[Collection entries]
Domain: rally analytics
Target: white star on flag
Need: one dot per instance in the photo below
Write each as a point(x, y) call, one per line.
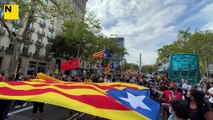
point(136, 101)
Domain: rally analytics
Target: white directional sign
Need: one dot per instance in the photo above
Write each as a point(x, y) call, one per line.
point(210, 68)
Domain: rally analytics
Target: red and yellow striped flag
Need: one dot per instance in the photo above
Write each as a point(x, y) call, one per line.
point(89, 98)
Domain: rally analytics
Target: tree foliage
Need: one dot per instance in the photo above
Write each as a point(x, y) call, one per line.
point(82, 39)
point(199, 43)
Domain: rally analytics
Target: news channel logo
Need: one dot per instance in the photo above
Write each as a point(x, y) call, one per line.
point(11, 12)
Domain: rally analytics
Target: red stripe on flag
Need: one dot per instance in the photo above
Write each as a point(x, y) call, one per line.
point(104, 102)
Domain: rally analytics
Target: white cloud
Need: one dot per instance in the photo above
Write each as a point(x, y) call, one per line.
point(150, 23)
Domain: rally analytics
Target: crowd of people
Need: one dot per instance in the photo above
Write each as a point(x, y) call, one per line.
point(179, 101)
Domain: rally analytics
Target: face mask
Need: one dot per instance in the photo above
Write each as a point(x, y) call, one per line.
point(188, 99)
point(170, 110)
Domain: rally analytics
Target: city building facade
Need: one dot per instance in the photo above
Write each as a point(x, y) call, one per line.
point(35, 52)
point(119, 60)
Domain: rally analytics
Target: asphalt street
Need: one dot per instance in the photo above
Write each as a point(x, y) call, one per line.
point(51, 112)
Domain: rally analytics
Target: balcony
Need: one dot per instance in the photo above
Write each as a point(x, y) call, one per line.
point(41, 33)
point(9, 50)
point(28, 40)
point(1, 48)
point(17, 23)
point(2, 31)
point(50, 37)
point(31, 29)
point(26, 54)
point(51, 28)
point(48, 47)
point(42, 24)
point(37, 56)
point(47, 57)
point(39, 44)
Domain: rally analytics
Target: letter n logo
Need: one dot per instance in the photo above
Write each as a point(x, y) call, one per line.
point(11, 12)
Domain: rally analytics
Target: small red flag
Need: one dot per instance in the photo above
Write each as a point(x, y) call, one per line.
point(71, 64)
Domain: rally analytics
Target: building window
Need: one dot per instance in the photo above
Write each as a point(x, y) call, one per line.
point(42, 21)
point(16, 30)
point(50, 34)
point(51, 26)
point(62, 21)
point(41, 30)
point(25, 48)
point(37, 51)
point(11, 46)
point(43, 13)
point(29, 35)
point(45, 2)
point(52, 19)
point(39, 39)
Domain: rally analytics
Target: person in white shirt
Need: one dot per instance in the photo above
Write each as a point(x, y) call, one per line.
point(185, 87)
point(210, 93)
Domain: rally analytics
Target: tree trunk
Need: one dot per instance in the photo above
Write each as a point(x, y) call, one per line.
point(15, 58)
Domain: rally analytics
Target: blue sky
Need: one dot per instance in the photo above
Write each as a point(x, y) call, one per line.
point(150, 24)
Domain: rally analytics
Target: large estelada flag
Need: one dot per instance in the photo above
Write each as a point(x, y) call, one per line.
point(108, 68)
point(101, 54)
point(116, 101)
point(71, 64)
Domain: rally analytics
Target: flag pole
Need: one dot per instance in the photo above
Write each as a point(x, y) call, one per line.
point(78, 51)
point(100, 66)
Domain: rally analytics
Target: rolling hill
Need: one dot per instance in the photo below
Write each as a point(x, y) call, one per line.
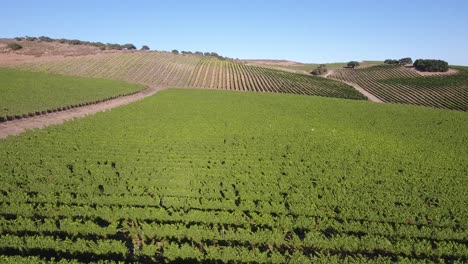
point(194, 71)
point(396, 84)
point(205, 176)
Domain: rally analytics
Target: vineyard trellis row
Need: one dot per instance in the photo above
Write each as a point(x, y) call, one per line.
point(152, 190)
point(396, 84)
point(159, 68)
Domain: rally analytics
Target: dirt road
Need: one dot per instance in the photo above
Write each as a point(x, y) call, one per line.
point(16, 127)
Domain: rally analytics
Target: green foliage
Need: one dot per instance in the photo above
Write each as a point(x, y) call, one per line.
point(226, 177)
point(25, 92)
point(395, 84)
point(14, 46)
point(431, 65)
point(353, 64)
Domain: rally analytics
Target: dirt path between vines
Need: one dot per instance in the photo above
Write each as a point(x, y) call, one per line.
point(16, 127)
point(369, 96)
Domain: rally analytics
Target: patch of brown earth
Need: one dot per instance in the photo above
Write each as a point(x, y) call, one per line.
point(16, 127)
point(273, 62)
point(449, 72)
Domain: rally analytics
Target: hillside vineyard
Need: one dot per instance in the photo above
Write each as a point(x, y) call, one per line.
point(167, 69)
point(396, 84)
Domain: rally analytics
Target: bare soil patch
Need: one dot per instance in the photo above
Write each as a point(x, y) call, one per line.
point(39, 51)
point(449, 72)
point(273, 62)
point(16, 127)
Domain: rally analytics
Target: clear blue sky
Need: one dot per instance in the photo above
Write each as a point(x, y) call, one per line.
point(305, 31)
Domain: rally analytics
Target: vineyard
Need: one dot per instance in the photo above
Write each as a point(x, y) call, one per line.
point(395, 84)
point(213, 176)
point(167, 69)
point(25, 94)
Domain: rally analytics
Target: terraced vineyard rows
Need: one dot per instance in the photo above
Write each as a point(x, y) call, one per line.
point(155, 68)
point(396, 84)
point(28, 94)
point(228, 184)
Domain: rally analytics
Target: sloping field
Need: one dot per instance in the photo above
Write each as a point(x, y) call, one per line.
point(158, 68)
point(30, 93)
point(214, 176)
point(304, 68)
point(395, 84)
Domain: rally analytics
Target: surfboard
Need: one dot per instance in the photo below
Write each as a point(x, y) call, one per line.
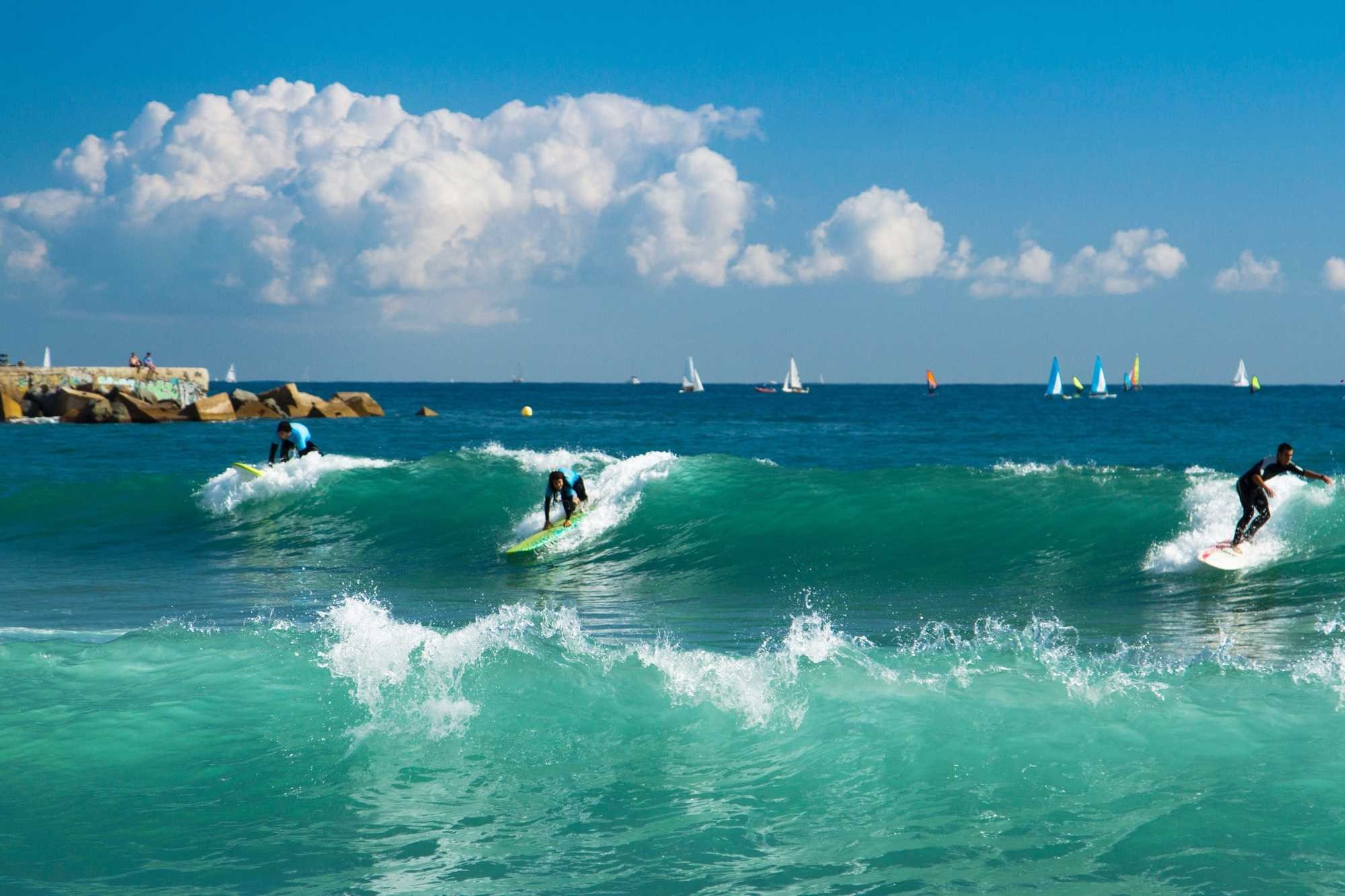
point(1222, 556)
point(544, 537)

EXERCISE REQUIREMENTS. Note down each line above where the word "blue" occurs.

FINISHED TASK.
Target: blue sky
Target: clear blue sky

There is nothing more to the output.